Enquanto Israel celebra a chegada dos reféns a Telavive, milhares de pessoas têm regressado à Cidade de Gaza para se depararem com a devastação absoluta: a invasão israelita deixou bairros inteiros reduzidos a um mar de escombros, sobre os quais agora emergem tendas, indicou o jornal espanhol ‘ABC’. No entanto, também os militantes do Hamas e a polícia emergiram mais uma vez dos túneis para se posicionarem em toda a Faixa, que continua sem a presença israelita.
Akram Mahmoud, residente de 55 anos do bairro de Sheikh Radwan, uma zona comercial outrora movimentada da Cidade de Gaza, onde a família possuía um edifício de seis andares, regressou a pé assim que as bombas se calaram ao longo da estrada costeira. Mais de 60 pessoas viviam no prédio, e Akram era responsável pela viagem da família do sul para ver como estavam.
“Não sobrou nada, o edifício já não existe. Vou tentar limpar alguns dos escombros e montar uma tenda no terreno que ele ocupava”, salientou. Na sua opinião, “este cessar-fogo não vai durar muito tempo. Assim que tiverem os reféns, eles vão atacar novamente, não tenho dúvidas disso”.

==================================================

* [Requisitos do exercício]
• A. Resuma em duas frases o excerto sobre o regresso à Cidade de Gaza.
• B. Reproduza o trecho do excerto sobre o regresso à Cidade de Gaza que começa nas palavras "Enquanto Israel celebra" e termina depois de "ver como estavam.".
As entradas constituem material à parte, independente do excerto.

Dados de localização de pontos
==================================================

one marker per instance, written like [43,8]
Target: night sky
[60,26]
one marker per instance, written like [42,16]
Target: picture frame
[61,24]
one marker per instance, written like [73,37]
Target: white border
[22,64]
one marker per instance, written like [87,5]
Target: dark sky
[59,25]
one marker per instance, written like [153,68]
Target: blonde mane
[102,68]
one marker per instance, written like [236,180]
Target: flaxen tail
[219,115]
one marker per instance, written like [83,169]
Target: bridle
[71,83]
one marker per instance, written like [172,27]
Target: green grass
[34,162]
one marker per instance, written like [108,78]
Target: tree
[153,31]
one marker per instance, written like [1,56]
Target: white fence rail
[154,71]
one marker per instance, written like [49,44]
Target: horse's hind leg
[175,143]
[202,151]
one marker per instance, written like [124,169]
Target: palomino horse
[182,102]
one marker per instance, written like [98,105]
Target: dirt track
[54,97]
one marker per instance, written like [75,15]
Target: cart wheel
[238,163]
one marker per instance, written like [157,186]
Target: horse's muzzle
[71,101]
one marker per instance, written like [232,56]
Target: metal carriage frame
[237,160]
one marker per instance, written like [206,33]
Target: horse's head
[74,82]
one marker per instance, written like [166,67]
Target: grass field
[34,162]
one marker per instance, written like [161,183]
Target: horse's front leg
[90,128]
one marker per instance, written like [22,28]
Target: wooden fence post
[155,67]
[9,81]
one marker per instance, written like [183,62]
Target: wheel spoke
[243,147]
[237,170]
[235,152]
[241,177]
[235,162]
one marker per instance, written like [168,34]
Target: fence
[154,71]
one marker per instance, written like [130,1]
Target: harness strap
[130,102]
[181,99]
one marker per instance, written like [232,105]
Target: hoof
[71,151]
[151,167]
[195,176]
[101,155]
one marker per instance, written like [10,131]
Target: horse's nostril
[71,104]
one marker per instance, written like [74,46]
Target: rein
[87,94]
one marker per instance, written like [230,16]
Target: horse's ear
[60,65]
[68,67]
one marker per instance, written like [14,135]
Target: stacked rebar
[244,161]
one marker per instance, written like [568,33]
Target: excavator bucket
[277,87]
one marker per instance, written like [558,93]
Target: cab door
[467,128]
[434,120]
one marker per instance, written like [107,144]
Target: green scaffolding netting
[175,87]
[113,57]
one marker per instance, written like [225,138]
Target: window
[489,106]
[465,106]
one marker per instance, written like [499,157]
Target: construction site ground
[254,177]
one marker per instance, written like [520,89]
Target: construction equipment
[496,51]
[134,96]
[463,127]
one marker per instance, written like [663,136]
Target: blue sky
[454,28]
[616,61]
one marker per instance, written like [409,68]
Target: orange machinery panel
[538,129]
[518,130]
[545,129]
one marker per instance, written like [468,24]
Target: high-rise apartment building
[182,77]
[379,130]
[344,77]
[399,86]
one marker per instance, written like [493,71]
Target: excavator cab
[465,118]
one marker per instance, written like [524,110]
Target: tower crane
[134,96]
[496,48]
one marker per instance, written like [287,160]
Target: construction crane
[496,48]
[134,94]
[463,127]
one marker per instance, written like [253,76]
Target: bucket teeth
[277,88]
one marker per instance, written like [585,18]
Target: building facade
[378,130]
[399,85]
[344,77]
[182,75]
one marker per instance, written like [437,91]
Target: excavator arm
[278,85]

==================================================

* [Respostas por tarefa]
• A. Milhares de pessoas têm regressado à Cidade de Gaza e encontram bairros inteiros reduzidos a escombros, enquanto militantes do Hamas e a polícia voltaram a posicionar-se em toda a Faixa, que continua sem presença israelita. Akram Mahmoud, de 55 anos, regressou a pé ao bairro de Sheikh Radwan, onde o edifício da família já não existe, e tenciona montar uma tenda no terreno, não acreditando que o cessar-fogo dure muito tempo.

• B.
Enquanto Israel celebra a chegada dos reféns a Telavive, milhares de pessoas têm regressado à Cidade de Gaza para se depararem com a devastação absoluta: a invasão israelita deixou bairros inteiros reduzidos a um mar de escombros, sobre os quais agora emergem tendas, indicou o jornal espanhol ‘ABC’. No entanto, também os militantes do Hamas e a polícia emergiram mais uma vez dos túneis para se posicionarem em toda a Faixa, que continua sem a presença israelita.
Akram Mahmoud, residente de 55 anos do bairro de Sheikh Radwan, uma zona comercial outrora movimentada da Cidade de Gaza, onde a família possuía um edifício de seis andares, regressou a pé assim que as bombas se calaram ao longo da estrada costeira. Mais de 60 pessoas viviam no prédio, e Akram era responsável pela viagem da família do sul para ver como estavam.